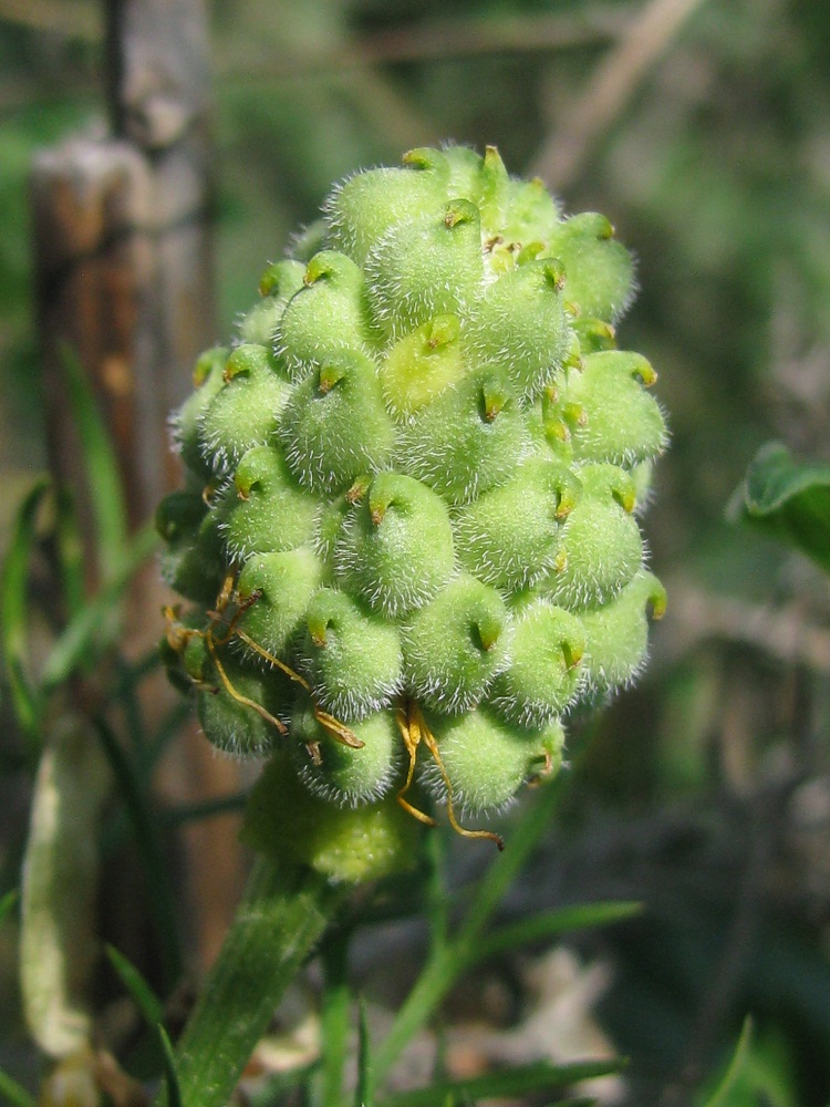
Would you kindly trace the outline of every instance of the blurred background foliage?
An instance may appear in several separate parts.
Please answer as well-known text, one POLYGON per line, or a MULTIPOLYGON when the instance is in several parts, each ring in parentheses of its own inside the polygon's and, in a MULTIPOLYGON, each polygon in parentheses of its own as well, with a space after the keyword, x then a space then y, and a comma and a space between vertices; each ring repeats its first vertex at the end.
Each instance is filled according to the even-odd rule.
MULTIPOLYGON (((567 211, 609 215, 637 256, 621 344, 652 360, 670 413, 646 524, 670 609, 645 680, 577 727, 560 821, 507 910, 646 903, 578 946, 608 969, 598 1017, 631 1057, 632 1107, 688 1101, 665 1089, 723 1059, 747 1012, 740 1103, 826 1107, 827 581, 726 508, 769 438, 830 458, 830 9, 217 0, 211 34, 217 339, 331 180, 445 138, 497 145, 567 211)), ((105 126, 102 81, 98 4, 0 0, 0 532, 45 456, 31 157, 105 126)), ((13 842, 25 777, 0 788, 13 842)), ((0 865, 10 887, 12 847, 0 865)))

☆ ☆ ☆ ☆ ☆ ☆ ☆

### Instruction
Please rewrite the records above as a numbered list, leaving out blank lines and the pictures.

### The solution
1. Would you kindly trace the outline of every instance of the blurred background foliage?
2. An instance may appear in several separate parts.
3. Please answer as well-known text, one POLYGON per line, or a MULTIPOLYGON when the instance is in several parts, each ring in parentheses of its own inside the polygon's and, in a MULTIPOLYGON, each polygon in parentheses of its own as well, with a space after the keyword, x then a space then y, and a comma and a space between vertices; each ring repeats its first vertex at the end.
4. Each instance is filled according to the even-odd rule.
5. MULTIPOLYGON (((567 211, 609 215, 637 256, 621 344, 652 360, 670 413, 646 524, 670 609, 645 680, 577 727, 560 821, 507 910, 646 903, 578 946, 608 969, 598 1017, 631 1057, 632 1107, 688 1101, 665 1089, 723 1059, 747 1012, 740 1103, 826 1107, 827 581, 726 508, 769 438, 830 458, 830 9, 217 0, 211 34, 217 339, 331 180, 445 138, 497 145, 567 211)), ((105 126, 102 81, 98 4, 0 0, 0 532, 45 456, 31 157, 105 126)), ((13 842, 25 777, 0 788, 13 842)), ((0 865, 10 887, 12 847, 0 865)))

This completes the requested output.